Copy the text of every entry below line for line, and leave out the pictures.

------------------------

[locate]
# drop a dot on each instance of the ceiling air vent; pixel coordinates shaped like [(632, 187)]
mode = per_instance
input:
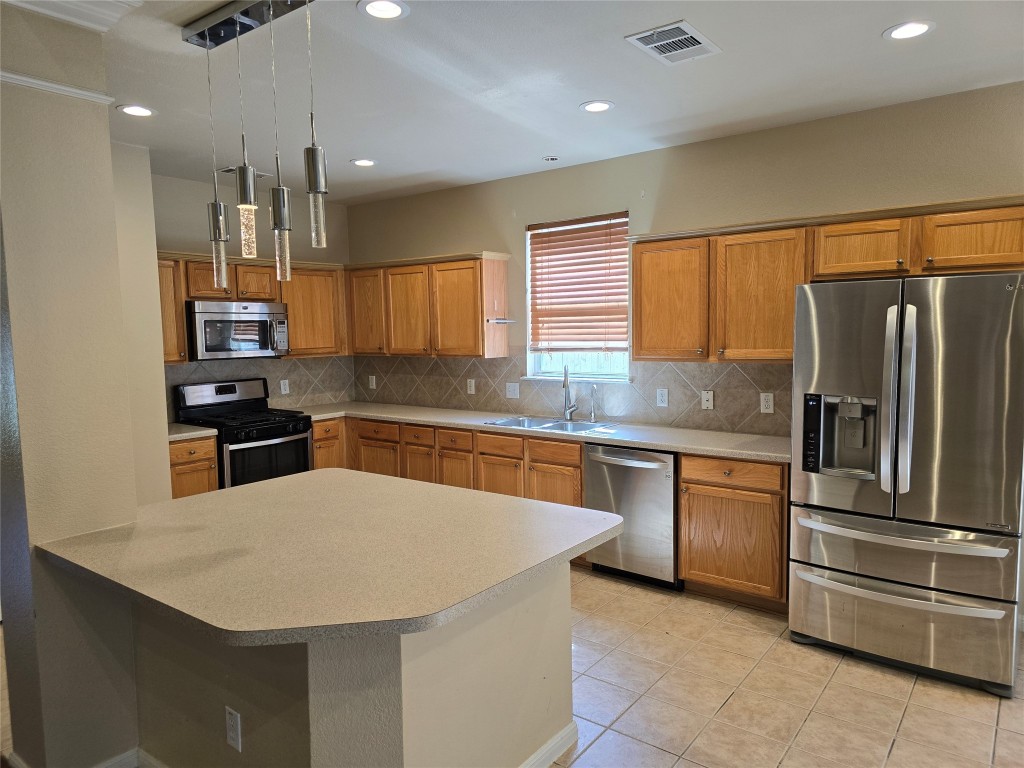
[(674, 43)]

------------------------

> [Response]:
[locate]
# drop a dot on each instance of the ceiling air vent; pixel coordinates shaped like [(632, 187)]
mode = per_instance
input:
[(674, 43)]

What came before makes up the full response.